* [THE PROBLEM]
The full set of entries below, restated word for word and stripped of images, is the expected result.

Referring expression pointing data
# # # # #

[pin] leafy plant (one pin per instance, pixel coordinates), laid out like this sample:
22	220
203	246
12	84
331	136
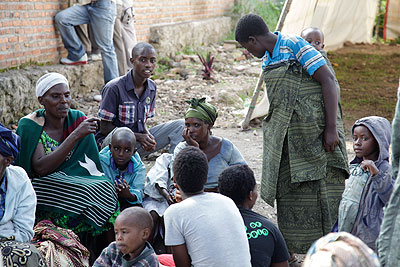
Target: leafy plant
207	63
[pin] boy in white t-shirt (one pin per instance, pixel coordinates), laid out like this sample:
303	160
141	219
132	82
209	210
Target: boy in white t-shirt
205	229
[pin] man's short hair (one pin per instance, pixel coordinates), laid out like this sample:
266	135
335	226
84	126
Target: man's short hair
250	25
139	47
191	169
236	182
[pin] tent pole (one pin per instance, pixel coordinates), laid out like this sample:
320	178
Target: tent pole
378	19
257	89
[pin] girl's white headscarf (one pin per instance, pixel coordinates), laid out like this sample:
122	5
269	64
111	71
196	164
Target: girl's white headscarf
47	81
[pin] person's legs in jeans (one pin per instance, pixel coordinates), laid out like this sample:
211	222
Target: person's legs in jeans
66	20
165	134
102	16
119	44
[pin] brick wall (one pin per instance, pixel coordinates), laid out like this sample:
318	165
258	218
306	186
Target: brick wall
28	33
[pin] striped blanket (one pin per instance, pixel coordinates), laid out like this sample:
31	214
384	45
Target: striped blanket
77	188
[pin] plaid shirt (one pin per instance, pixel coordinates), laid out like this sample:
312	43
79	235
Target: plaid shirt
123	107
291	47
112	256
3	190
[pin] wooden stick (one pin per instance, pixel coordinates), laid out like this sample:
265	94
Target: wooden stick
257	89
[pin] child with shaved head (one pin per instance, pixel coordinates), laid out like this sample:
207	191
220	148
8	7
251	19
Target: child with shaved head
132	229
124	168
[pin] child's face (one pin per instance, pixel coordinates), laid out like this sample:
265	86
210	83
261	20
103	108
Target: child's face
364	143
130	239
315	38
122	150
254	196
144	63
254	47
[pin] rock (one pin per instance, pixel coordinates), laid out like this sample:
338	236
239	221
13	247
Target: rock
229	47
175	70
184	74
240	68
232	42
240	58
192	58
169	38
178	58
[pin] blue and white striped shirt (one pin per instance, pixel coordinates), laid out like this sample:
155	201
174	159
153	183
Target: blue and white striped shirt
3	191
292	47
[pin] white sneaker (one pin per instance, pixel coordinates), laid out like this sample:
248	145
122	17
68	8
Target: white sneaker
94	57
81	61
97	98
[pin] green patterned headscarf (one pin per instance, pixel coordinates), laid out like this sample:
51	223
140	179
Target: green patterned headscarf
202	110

# # # # #

* [RESPONSE AREA]
[pin] leafy plant (one pin per instance, pixel coordinates), laid out like this sample:
22	220
203	246
12	84
331	136
Target: leafy plant
207	63
[pin] boy in white t-shirt (one pin per instance, pixel coordinates), laid out like this sample:
303	160
141	219
132	82
209	210
Target: boy in white t-shirt
205	229
[pin] man's short hair (one pin per instance, pixel coordinates), laid out like this sample:
266	135
335	226
84	126
Target: man's short hair
250	25
139	47
191	169
236	182
[pin] tent pole (one pin per instance, pixel coordinates), laid out like this sample:
320	178
Target: tent pole
378	19
257	89
[pin] girl's white headscarf (one pin per instance, pixel coordinates), laid out like this sample:
122	5
269	64
111	71
196	164
Target: girl's white headscarf
47	81
[pin] person's legs in jeans (one pin per instance, pixel coordinates), laid out like this sample:
211	222
Target: person's legs in jeans
66	20
165	134
102	16
119	44
[pin] brick wall (one pin per instance, pixel coordinates), laid out like this sample:
318	165
258	218
306	186
Target: brick wall
28	33
[pin] striped blanket (one pin per instance, pixel coordinates), laid out like this sample:
31	214
384	45
Target: striped blanket
77	188
[pin] plaid shirt (one pin per instance, pixel coordinates), laid out like this sample:
312	43
79	235
Target: plaid shirt
123	107
291	47
112	256
3	190
[pin] wooden stick (one pin per instance, pixel coordinates), laid out like this sample:
265	94
Target: wooden stick
257	89
[pin] child with shaved head (one pin per instance, pixel coordinates), laid out like this sample:
207	191
220	148
8	7
251	19
Target: child with shaved head
132	229
124	168
[pin] child's face (one pin per instance, pixel coordinates), laid out like this sample:
265	86
210	83
261	20
103	108
Target: child's face
364	143
130	239
315	38
122	150
254	196
144	63
254	47
[pin] rock (one pin per instance, pixel coordinates), laid out like this sample:
338	236
239	221
13	247
Target: rock
229	47
175	70
184	74
240	68
232	42
240	58
192	58
169	38
178	58
[pin] blue and white striped shirt (one pin per instance, pixel coordinates), laid out like this sample:
155	201
174	159
153	183
Target: blue and white striped shirt
3	191
292	47
[pin] white sneaker (one pin per instance, pixel coordinates), laid out like this sample:
248	145
122	17
68	8
Target: white sneaker
94	57
81	61
97	98
[pin] green patterned headscarf (one pin per instance, pixel coordinates), laid out like this sample:
51	223
140	179
Target: green patterned headscarf
202	110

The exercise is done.